Given problem 1:
Answer the following about the article on the Kangarlu tribe, marking each answer with the matching letter:
(a) In which regions of Iran does the tribe reside?
(b) Of which places was Ahmad Soltan Kangarlu governor in 1526/27?
(c) In what year was Mostafa Beg Kangarlu captured and put to death?
Given problem 2: From the article on the Kangarlu tribe, list every member of the tribe who is mentioned by name.
Given problem 3: Write a continuation of the article on the Kangarlu tribe, starting after its final sentence.

Passage shown:
● ● ● ● ●

= Kangarlu (tribe) =

Turkic tribe in Iran

Kangarlu (کنگرلو) is a Turkic tribe that resides in the Azerbaijan and Qom-Varamin regions of Iran. They were originally a clan of the prominent Ustajlu tribe of the Qizilbash tribal confederacy.

== History ==
A Turkic tribe, the Kangarlu were originally a clan of the prominent Ustajlu tribe of the Qizilbash tribal confederacy. One branch of the semi-nomadic Turkic Pechenegs was called "Kangar", but it appears that they had no connection to the Kangarlu tribe. The Kangarlu tribe produced several prominent figures in Safavid Iran (1501–1736). In 1526/27, Ahmad Soltan Kangarlu served as governor of Varamin and Shahrivar. In the 1530s and 1540s, while serving as governor of Astarabad, Sadr-al-Din Khan Kangarlu contributed to the defeat of two Uzbek assaults. Mostafa Beg Kangarlu, who served as the governor of Tun and Tabas in the early 1590s, was another Kangarlu chieftain who fought against the Uzbeks. His little group of Ustajlu warriors held off an invasion of Uzbek warriors for two years, until he was eventually captured and put to death in 1593/94. On his list of the greatest commanders during the reign of Shah Abbas I, the Safavid-era historian Iskandar Beg Munshi included Maqsud Sultan Kangarlu. The latter was appointed governor of Nakhchivan in the Caucasus, shortly after the Safavid conquest of Yerevan in June 1604. Until the collapse of the Safavid government, Nakhchivan was under the administrative jurisdiction of the Erivan Province (also known as Chokhur-e Sa'd).

● ● ● ● ●

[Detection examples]

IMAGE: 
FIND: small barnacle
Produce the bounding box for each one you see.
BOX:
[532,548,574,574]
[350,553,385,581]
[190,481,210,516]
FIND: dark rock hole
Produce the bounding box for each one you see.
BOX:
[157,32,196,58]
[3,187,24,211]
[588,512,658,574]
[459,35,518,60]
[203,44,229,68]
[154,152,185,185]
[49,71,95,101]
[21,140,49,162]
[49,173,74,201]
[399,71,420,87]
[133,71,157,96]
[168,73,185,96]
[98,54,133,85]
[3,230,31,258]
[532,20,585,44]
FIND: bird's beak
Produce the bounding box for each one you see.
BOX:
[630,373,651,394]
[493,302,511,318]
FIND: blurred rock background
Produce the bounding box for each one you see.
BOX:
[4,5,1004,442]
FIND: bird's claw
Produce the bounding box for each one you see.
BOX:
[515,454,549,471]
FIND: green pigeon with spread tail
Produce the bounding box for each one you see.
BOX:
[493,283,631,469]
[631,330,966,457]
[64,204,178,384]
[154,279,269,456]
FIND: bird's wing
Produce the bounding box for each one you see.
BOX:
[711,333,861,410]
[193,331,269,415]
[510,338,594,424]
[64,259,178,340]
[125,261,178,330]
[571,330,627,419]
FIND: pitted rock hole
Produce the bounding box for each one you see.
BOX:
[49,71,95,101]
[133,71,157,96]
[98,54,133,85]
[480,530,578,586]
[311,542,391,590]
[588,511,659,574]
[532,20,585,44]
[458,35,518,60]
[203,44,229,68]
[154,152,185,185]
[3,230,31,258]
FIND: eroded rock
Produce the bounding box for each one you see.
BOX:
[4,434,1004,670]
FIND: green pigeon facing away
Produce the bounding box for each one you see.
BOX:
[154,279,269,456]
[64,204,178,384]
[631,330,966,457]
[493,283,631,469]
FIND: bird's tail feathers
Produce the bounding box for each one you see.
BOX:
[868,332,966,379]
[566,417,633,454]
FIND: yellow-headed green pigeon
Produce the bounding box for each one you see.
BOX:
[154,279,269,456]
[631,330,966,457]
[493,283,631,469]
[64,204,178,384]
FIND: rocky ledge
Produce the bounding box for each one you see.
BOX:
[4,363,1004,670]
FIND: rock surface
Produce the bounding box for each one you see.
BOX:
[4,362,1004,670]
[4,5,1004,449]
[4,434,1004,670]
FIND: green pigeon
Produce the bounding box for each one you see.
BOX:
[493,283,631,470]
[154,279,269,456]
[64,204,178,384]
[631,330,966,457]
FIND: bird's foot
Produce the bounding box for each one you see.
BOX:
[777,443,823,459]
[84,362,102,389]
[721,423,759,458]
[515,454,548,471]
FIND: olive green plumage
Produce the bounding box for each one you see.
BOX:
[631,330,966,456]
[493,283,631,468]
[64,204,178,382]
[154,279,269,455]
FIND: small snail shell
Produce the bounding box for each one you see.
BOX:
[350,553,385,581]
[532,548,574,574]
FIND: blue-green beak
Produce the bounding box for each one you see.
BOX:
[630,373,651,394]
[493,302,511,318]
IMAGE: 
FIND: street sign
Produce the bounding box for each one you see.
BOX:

● ● ● ● ●

Expected answer 1:
(a) The Azerbaijan and Qom-Varamin regions
(b) Varamin and Shahrivar
(c) 1593/94

Expected answer 2:
Ahmad Soltan Kangarlu
Sadr-al-Din Khan Kangarlu
Mostafa Beg Kangarlu
Maqsud Sultan Kangarlu

Expected answer 3:
When Ottoman soldiers attacked the region later that year, Maqsud Sultan Kangarlu was ordered by Shah Abbas I to evacuate the entire area—including the Armenian community in the city of Julfa—to Qaradagh and Dizmar. The Armenians were sent to Isfahan the following year. Around 1500, when the Ustajlu migrated into the Azerbaijan region, a large number of Kangarlu tribesmen settled north of the Aras River. In 1747, a member of the Kangarlu tribe, Heydar Qoli Khan, established the Nakhichevan Khanate under Iranian suzerainty. In 1809, the Qajar prince of Iran, Abbas Mirza annexed Nakhchivan and sent its ruling Kangarlu khan Kalb-Ali Khan Kangarlu to Yerevan. He installed Kalb-Ali's sons, Nazar-Ali Beg and Abbas Qoli Agha as his deputies in Nakhchivan. J. M. Jouannin, writing in 1819, mentioned the Kangarlu as "a small tribe established in Persian Armenia, on the shores of the Aras, and numbering up to four or five thousand individuals." In 1828, Qajar Iran ceded Nakhchivan to the Russian Empire as agreed in the Treaty of Turkmenchay. M. H. Valili Baharlu reported in 1921 that the Kangarlu were present in the areas of Geokchay, Jevanshir, and Shusha. A considerable number among the Kangarlu that lived north of the Aras were descended from Kangarlu individuals who, in 1604, were compelled to migrate south of the Aras River under the orders of Shah Abbas I. Later, when Shah Abbas II sought to repopulate the frontier regions of his realm, these individuals were granted permission to return to their original pastures.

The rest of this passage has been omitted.